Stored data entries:
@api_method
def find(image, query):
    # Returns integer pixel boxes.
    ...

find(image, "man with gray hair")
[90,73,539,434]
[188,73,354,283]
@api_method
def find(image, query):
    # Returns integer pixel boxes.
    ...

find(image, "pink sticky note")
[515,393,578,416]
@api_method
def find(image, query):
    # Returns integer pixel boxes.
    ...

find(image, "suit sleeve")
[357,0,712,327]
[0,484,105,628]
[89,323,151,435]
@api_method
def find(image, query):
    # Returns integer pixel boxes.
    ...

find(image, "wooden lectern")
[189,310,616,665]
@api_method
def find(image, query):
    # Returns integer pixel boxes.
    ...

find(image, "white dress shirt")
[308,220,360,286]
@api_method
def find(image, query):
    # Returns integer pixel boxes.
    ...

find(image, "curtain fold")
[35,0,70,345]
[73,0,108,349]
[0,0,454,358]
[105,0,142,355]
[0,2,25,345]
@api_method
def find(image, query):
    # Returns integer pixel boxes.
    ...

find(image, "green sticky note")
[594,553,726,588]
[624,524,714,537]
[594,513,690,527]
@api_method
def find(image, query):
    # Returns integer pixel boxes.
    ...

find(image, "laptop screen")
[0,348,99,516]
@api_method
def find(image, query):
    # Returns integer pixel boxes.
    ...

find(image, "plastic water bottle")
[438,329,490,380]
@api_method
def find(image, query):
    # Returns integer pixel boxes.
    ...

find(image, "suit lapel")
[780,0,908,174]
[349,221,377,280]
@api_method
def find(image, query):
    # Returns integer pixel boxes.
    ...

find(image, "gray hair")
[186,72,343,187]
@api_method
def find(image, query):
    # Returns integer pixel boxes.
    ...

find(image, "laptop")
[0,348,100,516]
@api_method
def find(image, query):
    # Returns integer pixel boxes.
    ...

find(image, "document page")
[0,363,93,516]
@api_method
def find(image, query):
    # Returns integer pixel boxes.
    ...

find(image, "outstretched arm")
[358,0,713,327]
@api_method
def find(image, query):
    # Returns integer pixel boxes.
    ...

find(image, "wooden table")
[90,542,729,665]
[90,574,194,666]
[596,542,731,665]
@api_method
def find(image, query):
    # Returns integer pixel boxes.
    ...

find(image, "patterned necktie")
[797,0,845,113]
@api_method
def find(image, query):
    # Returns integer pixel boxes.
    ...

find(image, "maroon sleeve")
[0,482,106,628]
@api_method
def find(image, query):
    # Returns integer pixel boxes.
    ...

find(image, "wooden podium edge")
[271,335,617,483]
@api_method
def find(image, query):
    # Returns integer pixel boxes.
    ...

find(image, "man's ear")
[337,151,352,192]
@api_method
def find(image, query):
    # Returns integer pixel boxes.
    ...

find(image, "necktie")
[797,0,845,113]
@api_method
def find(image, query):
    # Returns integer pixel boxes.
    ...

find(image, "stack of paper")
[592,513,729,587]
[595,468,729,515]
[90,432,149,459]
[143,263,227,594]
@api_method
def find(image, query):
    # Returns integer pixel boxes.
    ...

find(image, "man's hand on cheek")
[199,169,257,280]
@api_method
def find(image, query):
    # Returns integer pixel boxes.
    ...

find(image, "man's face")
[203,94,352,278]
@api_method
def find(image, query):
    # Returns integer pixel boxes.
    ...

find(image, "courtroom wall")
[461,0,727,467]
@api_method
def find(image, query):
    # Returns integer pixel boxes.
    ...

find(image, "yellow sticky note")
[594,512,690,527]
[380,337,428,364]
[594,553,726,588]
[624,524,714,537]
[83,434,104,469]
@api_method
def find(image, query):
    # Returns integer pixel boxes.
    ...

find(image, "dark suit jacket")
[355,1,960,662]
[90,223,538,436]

**What you should do**
Every entry needs to be retyped exactly.

**Exercise result**
@api_method
def find(image, query):
    # Returns integer pixel boxes.
    ...

find(image, "man with gray hair")
[90,73,539,434]
[188,73,354,283]
@api_method
def find(image, query):
    # Returns integer pixel boxes.
    ...

find(image, "pink sticky note")
[515,393,578,416]
@api_method
def find(image, query):
    # Returns integer pixel boxes.
    ...

find(image, "suit sleeve")
[357,0,712,327]
[0,484,105,628]
[89,323,151,435]
@api_method
def find(image, query):
    # Returns integer pixel boxes.
    ...

find(image, "wooden lectern")
[189,310,616,665]
@api_method
def find(image, query):
    # Returns integer pixel boxes.
    ...

find(image, "white dress shirt")
[308,220,360,286]
@api_method
def find(image, query):
    # Returns integer pixel boxes.
    ...

find(image, "curtain fold")
[35,0,70,345]
[73,0,108,349]
[0,0,454,358]
[105,0,142,355]
[0,2,25,345]
@api_method
def find(image, query):
    # Returns integer pixel boxes.
    ...

find(image, "green sticky note")
[594,553,726,588]
[624,524,714,537]
[594,513,690,527]
@api_method
def find(image, query):
    # Returns integer pixel boxes.
    ...

find(image, "laptop screen")
[0,348,99,516]
@api_method
def find(image, query):
    # Returns integer pixel boxes.
    ...

find(image, "plastic water bottle")
[438,329,490,380]
@api_method
def find(image, query):
    # Returns integer pixel boxes.
    ...

find(image, "suit lapel")
[780,0,908,174]
[349,221,377,280]
@api_method
def find(image, query):
    # Returns integer pixel boxes.
    ...

find(image, "gray hair")
[186,72,343,187]
@api_method
def find(image, query):
    # Returns integer pixel boxes.
    ...

find(image, "laptop")
[0,348,100,516]
@api_method
def find(image, query):
    # Returns integer pixel boxes.
    ...

find(image, "document page")
[0,363,93,516]
@api_method
def find(image, query):
    # Returns integer pixel boxes.
    ...

find(image, "outstretched arm")
[358,0,713,327]
@api_method
def find(image, query):
    # Returns integer pixel boxes.
    ...

find(image, "wooden table")
[90,542,729,665]
[90,574,194,666]
[596,542,731,665]
@api_method
def find(image, query):
    # Returns integer pixel boxes.
    ...

find(image, "patterned necktie")
[797,0,845,113]
@api_method
def find(image, query):
    # Returns integer pixel boxes.
    ...

find(image, "maroon sleeve")
[0,482,106,628]
@api_method
def find(image, query):
    # Returns integer pixel boxes.
    ...

find(image, "wooden podium edge")
[271,335,617,483]
@api_method
def find(image, query):
    # Returns integer pixel boxes.
    ...

find(image, "man's ear")
[337,151,352,192]
@api_method
def find(image, query):
    # Returns integer pixel boxes.
    ...

find(image, "necktie")
[797,0,845,113]
@api_method
def find(image, query):
    # Returns integer pixel boxes.
    ...

find(image, "stack of paper")
[592,513,729,587]
[595,468,729,515]
[90,432,149,459]
[143,263,227,594]
@api_method
def find(image, query):
    # Returns integer pixel boxes.
    ...

find(image, "man's hand on cheek")
[199,169,257,280]
@api_method
def find(image, query):
    # Returns integer pixel boxes.
    ...

find(image, "man's face")
[203,94,352,278]
@api_method
def find(image, query):
    # Returns integer pixel boxes.
    ...

find(image, "courtroom wall")
[461,0,727,467]
@api_method
def find(image, query):
    # Returns integer pixel boxes.
    ...

find(image, "yellow sticky note")
[594,512,690,527]
[380,337,428,364]
[594,553,726,588]
[624,524,714,537]
[83,434,104,469]
@api_method
def find(image, query):
    # Returns integer pixel boxes.
    ...

find(image, "dark suit jacket")
[355,1,960,662]
[90,223,538,436]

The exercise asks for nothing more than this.